#### [Given exercise]
Please rewrite the stretch of lines from the one containing "What part of this image shows the snow-covered boulder?" through the one containing "top-left (267, 629), bottom-right (336, 694)", putting "rock" in place of "boulder" and leaving everything else unchanged.

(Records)
######

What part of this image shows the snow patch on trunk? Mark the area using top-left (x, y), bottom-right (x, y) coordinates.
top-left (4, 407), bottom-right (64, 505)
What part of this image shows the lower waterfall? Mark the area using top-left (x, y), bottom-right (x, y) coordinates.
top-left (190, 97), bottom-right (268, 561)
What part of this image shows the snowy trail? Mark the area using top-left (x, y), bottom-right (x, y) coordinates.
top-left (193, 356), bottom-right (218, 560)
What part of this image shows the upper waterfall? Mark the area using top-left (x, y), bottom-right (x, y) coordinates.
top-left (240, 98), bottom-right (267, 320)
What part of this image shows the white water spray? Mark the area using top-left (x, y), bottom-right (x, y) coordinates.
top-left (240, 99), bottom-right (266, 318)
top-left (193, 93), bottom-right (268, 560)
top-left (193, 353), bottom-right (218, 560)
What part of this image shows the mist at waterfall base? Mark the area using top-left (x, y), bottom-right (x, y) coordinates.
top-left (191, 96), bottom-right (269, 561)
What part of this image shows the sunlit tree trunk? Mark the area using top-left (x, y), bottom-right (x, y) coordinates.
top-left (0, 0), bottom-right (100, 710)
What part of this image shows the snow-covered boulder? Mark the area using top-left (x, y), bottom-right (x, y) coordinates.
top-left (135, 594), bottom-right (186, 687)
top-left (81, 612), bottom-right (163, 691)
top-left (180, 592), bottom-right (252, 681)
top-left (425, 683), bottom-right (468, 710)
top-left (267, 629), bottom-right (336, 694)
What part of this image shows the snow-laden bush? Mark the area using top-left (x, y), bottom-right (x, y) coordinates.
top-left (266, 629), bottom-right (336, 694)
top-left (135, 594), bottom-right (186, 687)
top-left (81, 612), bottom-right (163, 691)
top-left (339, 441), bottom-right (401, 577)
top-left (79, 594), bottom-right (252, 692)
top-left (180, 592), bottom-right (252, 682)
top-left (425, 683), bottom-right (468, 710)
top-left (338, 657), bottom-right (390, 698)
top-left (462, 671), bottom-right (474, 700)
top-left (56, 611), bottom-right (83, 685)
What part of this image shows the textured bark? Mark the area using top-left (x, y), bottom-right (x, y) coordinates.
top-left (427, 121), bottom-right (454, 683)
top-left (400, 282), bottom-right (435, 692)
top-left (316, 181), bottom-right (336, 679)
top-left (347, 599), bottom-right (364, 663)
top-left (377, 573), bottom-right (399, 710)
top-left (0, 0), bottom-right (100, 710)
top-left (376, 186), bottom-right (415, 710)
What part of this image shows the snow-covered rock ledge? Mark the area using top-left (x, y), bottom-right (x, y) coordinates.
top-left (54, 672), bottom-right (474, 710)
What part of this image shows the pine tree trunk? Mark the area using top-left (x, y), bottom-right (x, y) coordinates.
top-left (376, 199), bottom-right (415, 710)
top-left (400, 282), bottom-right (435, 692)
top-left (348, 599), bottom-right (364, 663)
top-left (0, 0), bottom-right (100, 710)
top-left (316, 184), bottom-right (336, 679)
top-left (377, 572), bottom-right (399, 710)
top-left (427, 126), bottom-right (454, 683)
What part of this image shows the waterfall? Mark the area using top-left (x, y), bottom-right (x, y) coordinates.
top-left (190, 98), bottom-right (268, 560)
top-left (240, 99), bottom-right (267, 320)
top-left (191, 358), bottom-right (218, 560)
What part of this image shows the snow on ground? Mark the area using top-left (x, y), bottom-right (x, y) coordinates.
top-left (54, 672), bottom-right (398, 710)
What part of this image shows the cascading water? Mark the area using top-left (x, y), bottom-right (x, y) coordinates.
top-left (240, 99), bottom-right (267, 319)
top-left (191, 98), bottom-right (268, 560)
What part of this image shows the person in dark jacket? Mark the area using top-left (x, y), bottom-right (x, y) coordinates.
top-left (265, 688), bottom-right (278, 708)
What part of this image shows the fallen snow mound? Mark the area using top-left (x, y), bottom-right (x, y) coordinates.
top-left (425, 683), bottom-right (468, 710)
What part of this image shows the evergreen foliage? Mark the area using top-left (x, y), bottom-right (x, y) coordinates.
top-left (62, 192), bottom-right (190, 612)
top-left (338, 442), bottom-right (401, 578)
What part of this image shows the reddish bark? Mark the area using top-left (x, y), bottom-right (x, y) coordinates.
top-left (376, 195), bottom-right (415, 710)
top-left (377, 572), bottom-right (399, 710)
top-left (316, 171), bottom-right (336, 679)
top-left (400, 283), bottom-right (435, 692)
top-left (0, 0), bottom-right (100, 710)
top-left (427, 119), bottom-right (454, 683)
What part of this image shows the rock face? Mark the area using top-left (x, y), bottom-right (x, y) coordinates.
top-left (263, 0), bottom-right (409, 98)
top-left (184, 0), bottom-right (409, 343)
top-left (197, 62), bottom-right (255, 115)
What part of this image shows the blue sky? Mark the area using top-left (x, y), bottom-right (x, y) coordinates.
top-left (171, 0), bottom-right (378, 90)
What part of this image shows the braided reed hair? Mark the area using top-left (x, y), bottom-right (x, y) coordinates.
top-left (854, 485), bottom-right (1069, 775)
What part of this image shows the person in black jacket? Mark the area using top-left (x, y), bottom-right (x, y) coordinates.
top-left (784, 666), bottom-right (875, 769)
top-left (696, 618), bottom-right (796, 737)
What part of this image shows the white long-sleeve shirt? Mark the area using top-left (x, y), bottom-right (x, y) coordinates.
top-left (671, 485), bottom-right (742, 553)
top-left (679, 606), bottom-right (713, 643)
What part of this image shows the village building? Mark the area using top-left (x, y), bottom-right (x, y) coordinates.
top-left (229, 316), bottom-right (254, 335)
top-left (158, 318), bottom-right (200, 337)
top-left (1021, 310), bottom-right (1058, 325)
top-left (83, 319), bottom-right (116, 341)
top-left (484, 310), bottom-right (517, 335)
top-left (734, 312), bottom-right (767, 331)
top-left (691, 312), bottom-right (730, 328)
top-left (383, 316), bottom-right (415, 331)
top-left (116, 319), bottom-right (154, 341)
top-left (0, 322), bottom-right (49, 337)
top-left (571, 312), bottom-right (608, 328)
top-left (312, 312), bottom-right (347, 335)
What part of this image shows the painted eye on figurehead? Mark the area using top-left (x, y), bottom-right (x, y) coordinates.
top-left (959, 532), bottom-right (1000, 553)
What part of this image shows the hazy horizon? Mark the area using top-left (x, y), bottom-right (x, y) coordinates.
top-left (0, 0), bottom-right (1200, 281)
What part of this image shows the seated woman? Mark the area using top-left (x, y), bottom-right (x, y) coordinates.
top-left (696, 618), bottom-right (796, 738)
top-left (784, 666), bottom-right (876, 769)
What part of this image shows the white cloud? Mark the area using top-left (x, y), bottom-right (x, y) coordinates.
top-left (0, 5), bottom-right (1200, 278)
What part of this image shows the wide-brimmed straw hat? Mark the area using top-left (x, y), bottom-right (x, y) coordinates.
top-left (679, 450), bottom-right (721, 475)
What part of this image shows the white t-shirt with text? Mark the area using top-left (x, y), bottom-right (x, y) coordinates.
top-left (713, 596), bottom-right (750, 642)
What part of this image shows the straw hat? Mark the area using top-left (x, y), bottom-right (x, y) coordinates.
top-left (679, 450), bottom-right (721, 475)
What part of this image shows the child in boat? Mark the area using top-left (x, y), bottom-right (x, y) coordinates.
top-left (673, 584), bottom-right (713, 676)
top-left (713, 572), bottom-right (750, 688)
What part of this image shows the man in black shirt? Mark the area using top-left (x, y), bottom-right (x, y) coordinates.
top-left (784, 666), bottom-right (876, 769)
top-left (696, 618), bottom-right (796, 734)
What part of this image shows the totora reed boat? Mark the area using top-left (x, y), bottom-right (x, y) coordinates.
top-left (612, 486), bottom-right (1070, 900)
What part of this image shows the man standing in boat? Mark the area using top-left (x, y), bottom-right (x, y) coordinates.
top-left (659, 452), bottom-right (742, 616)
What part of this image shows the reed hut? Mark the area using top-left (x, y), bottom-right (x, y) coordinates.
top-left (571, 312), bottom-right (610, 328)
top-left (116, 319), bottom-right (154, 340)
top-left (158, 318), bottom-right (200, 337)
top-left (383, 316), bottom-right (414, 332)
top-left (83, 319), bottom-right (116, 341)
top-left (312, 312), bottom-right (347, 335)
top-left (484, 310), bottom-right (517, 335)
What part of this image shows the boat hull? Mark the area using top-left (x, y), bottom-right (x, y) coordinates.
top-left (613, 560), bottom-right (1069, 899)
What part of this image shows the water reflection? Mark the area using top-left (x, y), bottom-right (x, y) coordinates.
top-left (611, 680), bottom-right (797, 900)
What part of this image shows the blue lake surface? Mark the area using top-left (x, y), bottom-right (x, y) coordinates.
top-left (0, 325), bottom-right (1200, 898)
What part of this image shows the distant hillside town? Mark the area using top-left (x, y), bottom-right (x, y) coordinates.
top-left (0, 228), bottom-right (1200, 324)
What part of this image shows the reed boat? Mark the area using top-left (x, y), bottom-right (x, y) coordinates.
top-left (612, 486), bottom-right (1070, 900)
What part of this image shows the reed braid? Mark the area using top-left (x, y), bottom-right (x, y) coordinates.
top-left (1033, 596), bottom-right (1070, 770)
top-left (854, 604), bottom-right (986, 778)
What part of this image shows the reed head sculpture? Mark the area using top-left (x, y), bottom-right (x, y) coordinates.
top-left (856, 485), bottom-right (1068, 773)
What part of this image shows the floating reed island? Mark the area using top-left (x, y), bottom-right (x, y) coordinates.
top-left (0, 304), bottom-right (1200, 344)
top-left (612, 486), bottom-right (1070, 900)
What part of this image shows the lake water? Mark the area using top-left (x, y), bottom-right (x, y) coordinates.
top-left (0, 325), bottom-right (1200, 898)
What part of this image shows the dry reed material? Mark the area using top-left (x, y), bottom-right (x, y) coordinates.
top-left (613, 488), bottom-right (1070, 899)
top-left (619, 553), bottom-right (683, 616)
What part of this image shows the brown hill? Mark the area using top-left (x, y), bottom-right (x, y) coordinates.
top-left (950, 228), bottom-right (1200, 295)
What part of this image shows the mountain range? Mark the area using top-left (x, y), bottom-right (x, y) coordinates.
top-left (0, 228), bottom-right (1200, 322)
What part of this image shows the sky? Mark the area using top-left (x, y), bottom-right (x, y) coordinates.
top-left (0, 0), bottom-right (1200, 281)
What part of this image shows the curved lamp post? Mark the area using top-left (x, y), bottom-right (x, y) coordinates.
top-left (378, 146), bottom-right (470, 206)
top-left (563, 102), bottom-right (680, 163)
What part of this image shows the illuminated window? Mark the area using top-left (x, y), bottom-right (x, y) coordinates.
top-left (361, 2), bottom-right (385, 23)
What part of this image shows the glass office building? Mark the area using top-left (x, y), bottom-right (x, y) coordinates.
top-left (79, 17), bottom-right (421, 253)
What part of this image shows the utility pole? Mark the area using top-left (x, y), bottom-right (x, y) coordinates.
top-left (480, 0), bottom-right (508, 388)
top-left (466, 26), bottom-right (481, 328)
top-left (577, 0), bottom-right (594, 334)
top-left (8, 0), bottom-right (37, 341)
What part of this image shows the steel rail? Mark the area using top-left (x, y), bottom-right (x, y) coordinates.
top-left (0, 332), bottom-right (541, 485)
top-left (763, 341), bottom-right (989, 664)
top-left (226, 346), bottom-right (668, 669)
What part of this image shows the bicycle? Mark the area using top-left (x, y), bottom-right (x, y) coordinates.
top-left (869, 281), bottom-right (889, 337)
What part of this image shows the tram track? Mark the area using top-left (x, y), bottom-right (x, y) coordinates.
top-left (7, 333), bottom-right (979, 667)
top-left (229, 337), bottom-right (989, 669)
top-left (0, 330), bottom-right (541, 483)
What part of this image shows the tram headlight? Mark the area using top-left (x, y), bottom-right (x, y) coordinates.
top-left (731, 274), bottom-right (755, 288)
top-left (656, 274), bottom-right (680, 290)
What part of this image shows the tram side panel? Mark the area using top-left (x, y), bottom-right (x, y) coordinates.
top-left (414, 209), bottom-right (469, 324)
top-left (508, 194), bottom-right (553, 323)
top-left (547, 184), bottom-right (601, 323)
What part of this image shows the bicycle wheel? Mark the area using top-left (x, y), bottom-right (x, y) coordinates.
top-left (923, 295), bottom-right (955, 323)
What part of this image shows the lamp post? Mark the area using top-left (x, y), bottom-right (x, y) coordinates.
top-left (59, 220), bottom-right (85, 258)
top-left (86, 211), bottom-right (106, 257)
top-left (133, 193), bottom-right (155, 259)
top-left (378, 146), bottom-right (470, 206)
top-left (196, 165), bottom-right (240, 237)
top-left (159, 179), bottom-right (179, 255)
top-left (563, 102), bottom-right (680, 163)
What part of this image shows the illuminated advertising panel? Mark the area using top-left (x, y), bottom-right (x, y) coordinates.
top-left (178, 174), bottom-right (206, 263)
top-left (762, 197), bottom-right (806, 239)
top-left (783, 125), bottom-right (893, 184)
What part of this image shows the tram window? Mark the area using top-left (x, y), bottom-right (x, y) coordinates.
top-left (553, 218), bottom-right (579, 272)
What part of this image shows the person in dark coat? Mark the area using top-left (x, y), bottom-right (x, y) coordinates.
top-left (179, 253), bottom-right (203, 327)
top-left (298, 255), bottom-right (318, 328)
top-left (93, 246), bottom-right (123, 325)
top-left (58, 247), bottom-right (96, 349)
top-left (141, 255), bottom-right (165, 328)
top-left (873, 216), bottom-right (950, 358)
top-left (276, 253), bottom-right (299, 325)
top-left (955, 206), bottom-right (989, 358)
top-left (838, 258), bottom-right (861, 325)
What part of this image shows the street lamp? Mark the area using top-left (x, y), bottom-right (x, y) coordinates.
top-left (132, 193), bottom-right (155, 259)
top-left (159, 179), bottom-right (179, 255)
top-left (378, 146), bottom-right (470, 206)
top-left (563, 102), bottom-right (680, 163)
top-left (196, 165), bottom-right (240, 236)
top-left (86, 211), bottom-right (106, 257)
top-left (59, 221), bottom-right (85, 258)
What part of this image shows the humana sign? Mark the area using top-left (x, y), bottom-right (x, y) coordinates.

######

#### [Right answer]
What part of this image shows the snow-covered rock? Mark the area using top-left (x, y), bottom-right (x, y) coordinates.
top-left (135, 594), bottom-right (186, 687)
top-left (81, 612), bottom-right (163, 691)
top-left (180, 592), bottom-right (252, 681)
top-left (425, 683), bottom-right (468, 710)
top-left (267, 629), bottom-right (336, 694)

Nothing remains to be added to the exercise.